== Data provided ==
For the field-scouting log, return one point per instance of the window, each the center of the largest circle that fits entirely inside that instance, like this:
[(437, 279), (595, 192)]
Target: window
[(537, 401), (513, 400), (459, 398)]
===
== Data provided ==
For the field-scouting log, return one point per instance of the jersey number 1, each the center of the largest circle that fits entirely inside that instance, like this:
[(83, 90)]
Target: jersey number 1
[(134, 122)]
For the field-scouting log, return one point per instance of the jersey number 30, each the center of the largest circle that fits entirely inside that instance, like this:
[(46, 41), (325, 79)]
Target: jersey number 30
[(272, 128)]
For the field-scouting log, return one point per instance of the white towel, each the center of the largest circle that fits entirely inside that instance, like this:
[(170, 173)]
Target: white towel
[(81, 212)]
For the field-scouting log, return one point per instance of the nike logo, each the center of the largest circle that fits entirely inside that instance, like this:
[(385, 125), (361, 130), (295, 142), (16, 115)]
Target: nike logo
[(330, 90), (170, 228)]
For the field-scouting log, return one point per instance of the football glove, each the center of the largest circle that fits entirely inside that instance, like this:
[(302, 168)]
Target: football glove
===
Objective:
Put every line of the records above, from the one containing "of the white" down to the one containing "[(81, 212)]", both included, into a Markdown table with the columns Row and Text. Leave out blank lines.

The solution:
| Row | Text |
|---|---|
| 1 | For the field-scouting log, return one point per instance of the white towel, each the center of the largest circle that fits entirely inside that instance, like this: |
| 2 | [(170, 173)] |
| 3 | Target: white towel |
| 4 | [(81, 212)] |